- _What this task involves_
Nothing but the data itself, reproduced exactly, is the expected answer.

- _Source data_
===============

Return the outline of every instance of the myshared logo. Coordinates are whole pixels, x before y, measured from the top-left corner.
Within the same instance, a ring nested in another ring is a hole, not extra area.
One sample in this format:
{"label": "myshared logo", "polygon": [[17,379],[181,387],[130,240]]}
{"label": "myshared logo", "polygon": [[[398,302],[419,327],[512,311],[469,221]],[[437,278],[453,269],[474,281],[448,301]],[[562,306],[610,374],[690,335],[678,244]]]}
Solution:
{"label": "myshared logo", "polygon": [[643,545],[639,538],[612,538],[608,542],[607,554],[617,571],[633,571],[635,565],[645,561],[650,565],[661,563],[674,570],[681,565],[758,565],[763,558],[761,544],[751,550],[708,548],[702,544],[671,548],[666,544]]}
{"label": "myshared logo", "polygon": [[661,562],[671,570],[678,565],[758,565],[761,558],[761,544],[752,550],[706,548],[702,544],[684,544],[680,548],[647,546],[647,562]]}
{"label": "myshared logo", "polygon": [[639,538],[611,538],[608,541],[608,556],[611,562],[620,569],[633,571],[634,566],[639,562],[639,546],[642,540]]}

===============

- _Task output_
Return the outline of every instance of the myshared logo. Coordinates are whole pixels, x before y, measured from the top-left corner.
Within the same instance, a ring nested in another ring is a hole, not extra area.
One sample in this format:
{"label": "myshared logo", "polygon": [[17,379],[181,387],[130,240]]}
{"label": "myshared logo", "polygon": [[[398,302],[419,327],[512,311],[469,221]],[[437,278],[453,269],[474,281],[448,301]],[[562,306],[610,374],[690,335],[678,244]]]}
Solution:
{"label": "myshared logo", "polygon": [[643,545],[639,538],[612,538],[608,542],[607,554],[617,571],[633,571],[635,565],[645,561],[650,565],[661,563],[674,570],[681,565],[758,565],[763,558],[761,544],[751,550],[708,548],[702,544],[671,548],[666,544]]}
{"label": "myshared logo", "polygon": [[661,562],[671,570],[678,565],[758,565],[761,558],[761,544],[752,550],[706,548],[702,544],[684,544],[680,548],[647,546],[647,562]]}
{"label": "myshared logo", "polygon": [[639,538],[611,538],[608,541],[608,556],[611,562],[620,569],[633,571],[634,566],[639,562],[639,546],[642,540]]}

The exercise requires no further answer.